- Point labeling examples
* * *

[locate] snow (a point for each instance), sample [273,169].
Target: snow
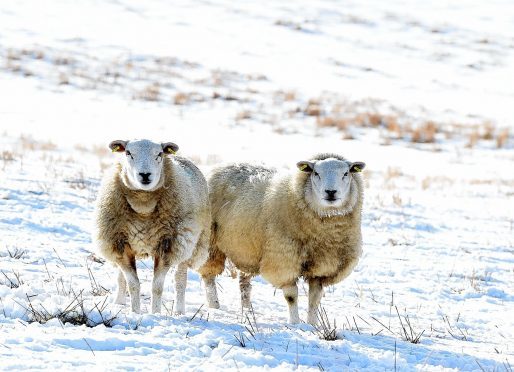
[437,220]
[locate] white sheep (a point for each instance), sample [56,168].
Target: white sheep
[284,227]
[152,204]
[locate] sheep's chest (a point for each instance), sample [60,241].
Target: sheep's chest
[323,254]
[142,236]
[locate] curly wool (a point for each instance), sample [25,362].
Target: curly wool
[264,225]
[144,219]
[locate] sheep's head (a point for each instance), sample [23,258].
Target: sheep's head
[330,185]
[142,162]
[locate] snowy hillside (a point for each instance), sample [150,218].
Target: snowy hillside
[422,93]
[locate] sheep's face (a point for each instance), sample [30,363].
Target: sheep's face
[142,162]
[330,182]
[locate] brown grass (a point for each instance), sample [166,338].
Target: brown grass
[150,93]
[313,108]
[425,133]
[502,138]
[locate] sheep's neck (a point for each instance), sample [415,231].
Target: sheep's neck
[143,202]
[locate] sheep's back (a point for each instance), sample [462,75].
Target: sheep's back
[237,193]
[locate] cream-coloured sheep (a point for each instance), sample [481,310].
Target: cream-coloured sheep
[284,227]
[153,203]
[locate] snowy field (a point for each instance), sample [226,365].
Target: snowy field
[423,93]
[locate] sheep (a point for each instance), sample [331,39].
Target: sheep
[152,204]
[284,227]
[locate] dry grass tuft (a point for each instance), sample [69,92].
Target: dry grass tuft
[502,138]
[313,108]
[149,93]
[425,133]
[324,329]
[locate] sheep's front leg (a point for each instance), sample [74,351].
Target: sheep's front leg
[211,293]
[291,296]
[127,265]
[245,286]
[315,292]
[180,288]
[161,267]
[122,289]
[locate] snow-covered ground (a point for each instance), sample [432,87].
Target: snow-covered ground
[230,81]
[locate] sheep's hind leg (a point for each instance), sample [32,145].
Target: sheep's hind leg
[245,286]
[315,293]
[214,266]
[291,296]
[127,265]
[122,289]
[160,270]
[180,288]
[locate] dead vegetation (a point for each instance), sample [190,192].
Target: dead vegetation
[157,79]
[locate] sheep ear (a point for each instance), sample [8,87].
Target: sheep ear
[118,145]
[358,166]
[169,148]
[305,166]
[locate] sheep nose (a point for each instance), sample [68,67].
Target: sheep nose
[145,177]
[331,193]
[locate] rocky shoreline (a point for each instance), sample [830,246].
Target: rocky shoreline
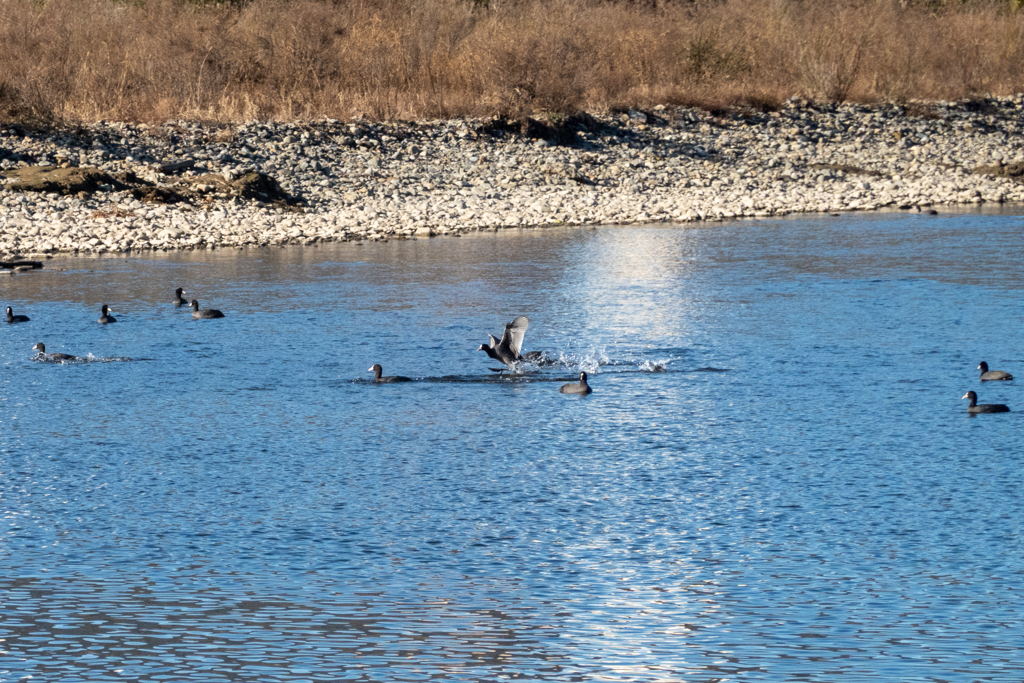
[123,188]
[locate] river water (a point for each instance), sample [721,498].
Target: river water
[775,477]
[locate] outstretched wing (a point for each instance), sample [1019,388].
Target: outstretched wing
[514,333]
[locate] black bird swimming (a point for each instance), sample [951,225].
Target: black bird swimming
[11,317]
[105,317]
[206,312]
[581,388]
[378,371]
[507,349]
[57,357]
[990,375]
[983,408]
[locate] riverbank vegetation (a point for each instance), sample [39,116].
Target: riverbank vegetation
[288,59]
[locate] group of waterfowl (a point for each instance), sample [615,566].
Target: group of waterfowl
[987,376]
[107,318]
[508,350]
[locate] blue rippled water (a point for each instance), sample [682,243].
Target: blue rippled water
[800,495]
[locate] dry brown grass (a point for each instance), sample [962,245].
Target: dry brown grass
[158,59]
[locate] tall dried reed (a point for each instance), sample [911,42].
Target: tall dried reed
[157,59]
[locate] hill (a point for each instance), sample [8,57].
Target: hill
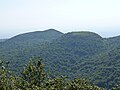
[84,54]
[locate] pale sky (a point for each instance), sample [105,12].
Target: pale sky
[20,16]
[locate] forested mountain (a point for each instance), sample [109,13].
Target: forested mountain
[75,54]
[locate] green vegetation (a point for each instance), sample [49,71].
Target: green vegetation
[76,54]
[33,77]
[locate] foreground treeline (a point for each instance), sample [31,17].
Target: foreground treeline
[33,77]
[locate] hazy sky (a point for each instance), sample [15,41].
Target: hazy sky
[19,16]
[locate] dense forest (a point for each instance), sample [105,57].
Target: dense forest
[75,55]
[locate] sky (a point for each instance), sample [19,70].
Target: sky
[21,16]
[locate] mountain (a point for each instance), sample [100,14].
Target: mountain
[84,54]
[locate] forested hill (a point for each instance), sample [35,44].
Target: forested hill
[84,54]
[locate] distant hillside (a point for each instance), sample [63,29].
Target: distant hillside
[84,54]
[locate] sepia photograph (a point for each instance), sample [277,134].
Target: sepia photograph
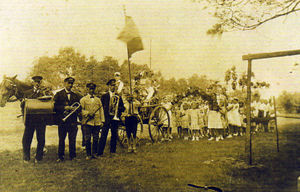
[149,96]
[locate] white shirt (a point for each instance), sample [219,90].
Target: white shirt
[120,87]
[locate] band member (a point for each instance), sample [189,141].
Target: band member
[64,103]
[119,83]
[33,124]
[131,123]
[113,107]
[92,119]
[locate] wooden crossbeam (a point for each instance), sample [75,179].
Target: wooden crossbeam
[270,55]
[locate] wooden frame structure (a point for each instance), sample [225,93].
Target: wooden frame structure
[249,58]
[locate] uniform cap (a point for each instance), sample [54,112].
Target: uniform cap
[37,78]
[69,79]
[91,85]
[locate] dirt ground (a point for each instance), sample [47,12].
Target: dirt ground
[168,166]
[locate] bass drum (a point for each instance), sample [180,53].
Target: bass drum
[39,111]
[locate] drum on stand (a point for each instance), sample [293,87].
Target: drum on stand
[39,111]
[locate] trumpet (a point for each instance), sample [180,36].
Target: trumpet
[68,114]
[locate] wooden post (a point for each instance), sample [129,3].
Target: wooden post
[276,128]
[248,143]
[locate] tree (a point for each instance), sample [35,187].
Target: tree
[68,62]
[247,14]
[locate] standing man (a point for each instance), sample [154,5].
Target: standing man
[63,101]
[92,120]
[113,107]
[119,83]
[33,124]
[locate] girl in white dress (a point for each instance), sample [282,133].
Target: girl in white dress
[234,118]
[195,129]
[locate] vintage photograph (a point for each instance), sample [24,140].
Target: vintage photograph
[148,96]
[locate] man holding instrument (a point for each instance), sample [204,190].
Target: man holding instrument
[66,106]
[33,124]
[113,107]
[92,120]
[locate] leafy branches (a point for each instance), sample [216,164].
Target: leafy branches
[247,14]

* * *

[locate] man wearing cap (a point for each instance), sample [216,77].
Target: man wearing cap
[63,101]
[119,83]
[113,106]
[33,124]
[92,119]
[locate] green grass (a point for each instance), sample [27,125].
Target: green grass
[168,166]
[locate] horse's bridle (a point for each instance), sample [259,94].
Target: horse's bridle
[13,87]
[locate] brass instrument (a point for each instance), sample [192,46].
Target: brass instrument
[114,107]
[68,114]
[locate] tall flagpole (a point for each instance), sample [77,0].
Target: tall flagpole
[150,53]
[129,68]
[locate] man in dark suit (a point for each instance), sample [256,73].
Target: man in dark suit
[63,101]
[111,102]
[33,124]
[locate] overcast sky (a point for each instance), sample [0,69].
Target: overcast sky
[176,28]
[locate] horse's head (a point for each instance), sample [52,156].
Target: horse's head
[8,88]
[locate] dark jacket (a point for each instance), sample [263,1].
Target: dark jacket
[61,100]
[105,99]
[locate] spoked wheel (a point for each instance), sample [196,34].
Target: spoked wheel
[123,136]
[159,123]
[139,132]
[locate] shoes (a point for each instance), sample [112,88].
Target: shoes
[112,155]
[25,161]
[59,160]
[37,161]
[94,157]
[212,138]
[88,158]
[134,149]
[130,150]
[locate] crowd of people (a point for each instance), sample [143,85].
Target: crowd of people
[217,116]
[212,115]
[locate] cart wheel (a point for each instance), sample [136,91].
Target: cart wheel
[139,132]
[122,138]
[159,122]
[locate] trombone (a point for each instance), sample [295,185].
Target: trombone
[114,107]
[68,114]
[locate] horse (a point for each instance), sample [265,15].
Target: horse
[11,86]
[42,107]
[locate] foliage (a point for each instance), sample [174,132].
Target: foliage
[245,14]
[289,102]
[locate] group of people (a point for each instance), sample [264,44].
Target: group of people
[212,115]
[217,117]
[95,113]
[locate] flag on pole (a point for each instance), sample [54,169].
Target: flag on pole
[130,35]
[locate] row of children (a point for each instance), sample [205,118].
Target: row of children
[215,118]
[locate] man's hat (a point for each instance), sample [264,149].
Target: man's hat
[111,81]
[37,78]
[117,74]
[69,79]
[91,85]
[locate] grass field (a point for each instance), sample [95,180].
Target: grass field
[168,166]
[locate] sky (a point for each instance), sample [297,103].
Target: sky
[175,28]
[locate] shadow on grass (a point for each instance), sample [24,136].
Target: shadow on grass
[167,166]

* * *

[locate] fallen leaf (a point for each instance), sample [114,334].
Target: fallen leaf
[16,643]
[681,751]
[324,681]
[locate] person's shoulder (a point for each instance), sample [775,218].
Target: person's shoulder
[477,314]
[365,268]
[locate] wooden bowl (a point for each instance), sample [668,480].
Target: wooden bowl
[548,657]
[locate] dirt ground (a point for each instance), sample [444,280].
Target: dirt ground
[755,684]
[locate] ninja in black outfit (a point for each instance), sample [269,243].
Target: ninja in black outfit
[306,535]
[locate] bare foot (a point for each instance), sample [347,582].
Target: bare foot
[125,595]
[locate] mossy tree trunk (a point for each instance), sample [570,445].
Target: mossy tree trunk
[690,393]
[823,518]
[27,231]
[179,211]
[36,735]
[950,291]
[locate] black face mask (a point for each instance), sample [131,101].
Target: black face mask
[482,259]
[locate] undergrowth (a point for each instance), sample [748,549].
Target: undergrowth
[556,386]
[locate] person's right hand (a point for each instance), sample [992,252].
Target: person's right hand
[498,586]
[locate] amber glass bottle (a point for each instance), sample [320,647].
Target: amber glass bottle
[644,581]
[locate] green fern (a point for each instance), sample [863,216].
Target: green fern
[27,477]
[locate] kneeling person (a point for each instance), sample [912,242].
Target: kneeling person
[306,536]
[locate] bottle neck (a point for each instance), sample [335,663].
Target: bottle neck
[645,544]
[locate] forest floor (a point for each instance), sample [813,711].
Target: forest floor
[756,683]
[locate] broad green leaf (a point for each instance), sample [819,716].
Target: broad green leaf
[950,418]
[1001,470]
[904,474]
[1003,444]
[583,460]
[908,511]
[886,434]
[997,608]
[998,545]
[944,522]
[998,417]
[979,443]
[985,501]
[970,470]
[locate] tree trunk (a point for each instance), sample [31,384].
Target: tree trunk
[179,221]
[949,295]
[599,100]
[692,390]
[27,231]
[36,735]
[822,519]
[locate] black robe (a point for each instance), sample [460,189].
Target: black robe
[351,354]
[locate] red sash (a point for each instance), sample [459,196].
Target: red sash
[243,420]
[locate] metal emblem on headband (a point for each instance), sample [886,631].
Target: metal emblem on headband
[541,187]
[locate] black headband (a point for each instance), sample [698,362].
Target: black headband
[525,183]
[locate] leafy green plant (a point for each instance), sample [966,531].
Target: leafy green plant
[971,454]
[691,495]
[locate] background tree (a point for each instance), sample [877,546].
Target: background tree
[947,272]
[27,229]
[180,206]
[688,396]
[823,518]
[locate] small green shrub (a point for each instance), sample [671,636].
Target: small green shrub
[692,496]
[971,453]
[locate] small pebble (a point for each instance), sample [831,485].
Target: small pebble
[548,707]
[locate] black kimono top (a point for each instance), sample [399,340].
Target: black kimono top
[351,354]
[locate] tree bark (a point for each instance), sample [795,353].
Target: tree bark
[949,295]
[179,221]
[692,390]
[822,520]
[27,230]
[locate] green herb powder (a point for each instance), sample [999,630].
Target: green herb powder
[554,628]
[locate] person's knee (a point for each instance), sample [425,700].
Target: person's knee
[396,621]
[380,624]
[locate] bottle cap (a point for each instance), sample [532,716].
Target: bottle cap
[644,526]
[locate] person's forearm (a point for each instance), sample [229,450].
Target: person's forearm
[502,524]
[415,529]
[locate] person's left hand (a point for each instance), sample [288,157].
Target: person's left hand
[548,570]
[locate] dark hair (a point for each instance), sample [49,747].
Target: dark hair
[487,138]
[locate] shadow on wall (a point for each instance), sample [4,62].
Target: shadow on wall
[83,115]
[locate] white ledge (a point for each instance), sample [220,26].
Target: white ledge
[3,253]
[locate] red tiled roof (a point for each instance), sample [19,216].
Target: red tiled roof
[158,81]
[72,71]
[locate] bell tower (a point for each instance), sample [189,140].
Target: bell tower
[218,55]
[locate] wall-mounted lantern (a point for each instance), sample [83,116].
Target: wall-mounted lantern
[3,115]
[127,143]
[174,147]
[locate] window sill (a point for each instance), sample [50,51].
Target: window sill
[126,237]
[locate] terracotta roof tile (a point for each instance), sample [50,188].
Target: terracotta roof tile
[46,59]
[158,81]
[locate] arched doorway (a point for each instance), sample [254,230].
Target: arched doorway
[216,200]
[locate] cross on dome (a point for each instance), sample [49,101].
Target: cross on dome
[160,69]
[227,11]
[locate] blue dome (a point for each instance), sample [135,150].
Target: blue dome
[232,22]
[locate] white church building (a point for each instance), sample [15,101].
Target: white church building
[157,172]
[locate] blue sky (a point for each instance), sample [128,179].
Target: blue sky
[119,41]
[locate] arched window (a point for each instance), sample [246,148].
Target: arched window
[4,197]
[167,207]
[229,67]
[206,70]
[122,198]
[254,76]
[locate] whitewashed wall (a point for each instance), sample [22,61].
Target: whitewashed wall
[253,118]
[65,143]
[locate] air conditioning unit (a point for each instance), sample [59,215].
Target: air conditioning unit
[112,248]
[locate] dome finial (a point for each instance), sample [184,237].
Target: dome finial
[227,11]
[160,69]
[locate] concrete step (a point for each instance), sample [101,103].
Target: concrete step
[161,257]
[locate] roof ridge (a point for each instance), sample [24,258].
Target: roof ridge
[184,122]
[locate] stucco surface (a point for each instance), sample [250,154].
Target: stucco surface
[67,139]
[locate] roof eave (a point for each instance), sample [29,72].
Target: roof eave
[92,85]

* * *

Tally the lines of the records above that contain the string "surface". Reply with the number only.

- Result below
2